======== Selected extract

XML Parsing Methods and Benchmarks in .NET

06 Apr 2022

In the early era of internet XML was the hot topic. It is widely used in webservices and systems that need to communicate with each other. XML is providing structured approach on communications that’s why there are some specifications built on that. For example SOAP,XBRL,UBL.

In this post we will discover how can you parse XML files in .NET and what are the speed of this methods.

For benchmarking purposes we will use glorious Benchmark.NET. It is widely adopted and powerful library for benchmarking both your application and code blocks that you want measure performance. Generally this library is used for code blocks which is responsible for one operation and since our topic is XML parsing, we will use code blocks only for parsing XML files.

As for the input and test values we will be using some XML files which is consist of small, medium and large size which you should be able to identify from the results.

So lets start learning how to parse XML in .NET and how much fast each method is.

In software development there will be always choices that you need to make to built things for your customers. These choices can depend on company culture, customer satisfaction etc. There are no methods that we will find out is silver bullet for parsing but there will be different approaches for different kind of needs.

XmlReader

XmlReader is a class for reading, parsing and forward only iterating on XML documents. What is forward only means that you will be reading XML document top to bottom with loops and not able to read previous nodes on XML files.

This class is the best when you have big XML file, need a performance, know the structure of XML document and sure about it will not change its structure. Since it is parsing document on iteration it will not consume that much memory and you will be able to only parse for what you are looking for.

These limitations can create a lot of code when parsing document but performance comes with downside as well.

================

__Direction A__: Using the post on XML parsing in .NET, decide whether each statement agrees with it: (i) XmlReader lets you return to and read earlier nodes in a document; (ii) the post uses Benchmark.NET for its measurements; (iii) the post expects to find one parsing method that works best for every need. Answer yes or no for each and quote the words from the post that settle it.
__Direction B__: List every condition that the post on XML parsing in .NET gives for when the XmlReader class is the best choice.

======== Provided records

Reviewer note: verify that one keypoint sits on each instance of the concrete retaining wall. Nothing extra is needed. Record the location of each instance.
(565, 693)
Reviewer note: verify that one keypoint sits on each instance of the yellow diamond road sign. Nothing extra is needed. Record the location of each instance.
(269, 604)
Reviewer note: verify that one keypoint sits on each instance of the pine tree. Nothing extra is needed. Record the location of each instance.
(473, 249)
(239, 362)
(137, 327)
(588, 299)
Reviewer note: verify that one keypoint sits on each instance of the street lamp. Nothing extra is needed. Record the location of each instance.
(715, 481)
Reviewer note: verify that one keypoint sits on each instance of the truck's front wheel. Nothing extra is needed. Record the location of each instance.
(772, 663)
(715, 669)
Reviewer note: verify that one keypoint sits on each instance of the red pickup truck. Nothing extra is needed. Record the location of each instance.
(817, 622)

================

__Correct response A__:
(i) No: "not able to read previous nodes on XML files."
(ii) Yes: "For benchmarking purposes we will use glorious Benchmark.NET."
(iii) No: "There are no methods that we will find out is silver bullet for parsing but there will be different approaches for different kind of needs."

__Correct response B__:
- You have a big XML file.
- You need performance.
- You know the structure of the XML document.
- You are sure the document will not change its structure.